Required task >>
Write out every one of the records below word for word, leaving out the pictures.

Data records >>

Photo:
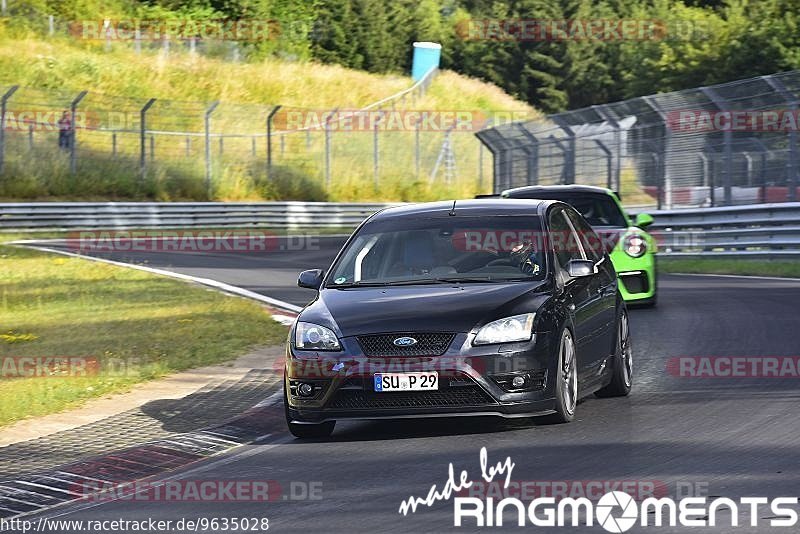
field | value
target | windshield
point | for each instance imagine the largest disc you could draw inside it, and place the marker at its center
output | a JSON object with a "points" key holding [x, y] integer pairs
{"points": [[598, 210], [442, 250]]}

Response >>
Photo:
field | value
target | windshield
point | for each instance imagine the largest disc you could draw inside it, and place the marker at its center
output | a JSON object with a "points" key holding [x, y] integer pairs
{"points": [[598, 210], [442, 250]]}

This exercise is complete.